> _Document_:
>> Begin

Training Plans

The Perfect 60 Minute Gym Workout for Cyclists

Here's our 1 hour gym workout for cyclists, so you can get the most out of your training

With work, family, friends and life in general, it’s difficult to find the time for a good workout. When you can squeeze that hour out of your day, it’s important to make it the most effective hour possible.

We chatted with Kerry Bircher, Head Coach at Revolution Cycling, about how we can be efficient with our training to improve our cycling fitness. Kerry is an all-round fitness guru, having completed running marathons, cycling sportives and gaining her qualifications in coaching and personal training.

Cycling happens one leg at a time”

Kerry tells us that for cyclists in the gym there are two key things to focus on:

  • Building a strong cardiovascular system to help prevent fatigue,
  • Developing good core strength for the endurance of muscles.

It’s important to work on core and cardio before increasing power, and pushing yourself too hard and too fast.

A note on the core…

We all know that cardiovascular fitness is important to cycling – but many of us ignore the core.

When you’re cycling, your core (abdominal muscles, back muscles and pelvic muscles) should be doing a lot of work. A strong and flexible core helps with your performance on the bike – it’ll mean more agile movements, better bike handling, rider comfort and even injury prevention.

As Kerry tells us: “Cycling happens one leg at a time, and it requires repeated, but relatively low force.” Therefore, we need to link this repetitive cycling motion back to our workouts.

She explained: “When in the gym, try to train in a similar motion to cycling with your lower and upper body. Your main goal is your core and upper body, – they should be trained to create a stronger support system for your legs while on the bike.”

Without further ado – here’s Kerry’s guidance on exactly what you should be doing with your one hour… 

The 60 Minute Workout

The majority of your workout will consist of three cycles of the ‘warm-up’ set and ‘working’ set. For 45 minutes, you’ll alternate between the two, before spending 5 minutes stretching, and ten minutes cooling down.

– Warm-up Set (reps of 16 – 20)

Warm-up sets are a great way to warm-up the muscles, increase suppleness, heart-rate and joint range of movement. Warm-up sets require the use of low weights, or no weights at all. The set comprises of full body compound movements which use the whole body. These are great for improving your stability, core and shoulders which are key areas for any cyclist.

Kerry’s suggested movements are below – click the links for a detailed explanation of the move:

– Squats

Great for quads, hamstrings, glutes, lower back and abs – basically good all over! Make sure your knees don’t go out as you squat – keep them square over your feet.

Dead Lifts

Again – a hamstring, quad, glute training exercise. Use a very light weight, or no weight, and ask someone in the gym to check your posture if you’re new to this one.

– Press Up

Cyclists do work their arms – true story! Shoulder and arm strength comes in handy when climbing, and a stronger upper body will help avoid that long-ride-fatigue we all hate. Press-ups also work the abs and lower back as you hold a plank position.

>> End

> _Problem description_: Can you write out, word for word, the part of the cyclists' gym workout article starting with "The majority of" and going on through "for any cyclist."?

> _Raw records_:
>> Begin

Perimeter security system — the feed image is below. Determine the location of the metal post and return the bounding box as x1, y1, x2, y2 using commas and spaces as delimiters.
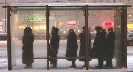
85, 5, 89, 70
4, 0, 7, 33
7, 5, 12, 70
123, 5, 127, 68
46, 5, 50, 70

>> End

> _The output_:
The majority of your workout will consist of three cycles of the ‘warm-up’ set and ‘working’ set. For 45 minutes, you’ll alternate between the two, before spending 5 minutes stretching, and ten minutes cooling down.

– Warm-up Set (reps of 16 – 20)

Warm-up sets are a great way to warm-up the muscles, increase suppleness, heart-rate and joint range of movement. Warm-up sets require the use of low weights, or no weights at all. The set comprises of full body compound movements which use the whole body. These are great for improving your stability, core and shoulders which are key areas for any cyclist.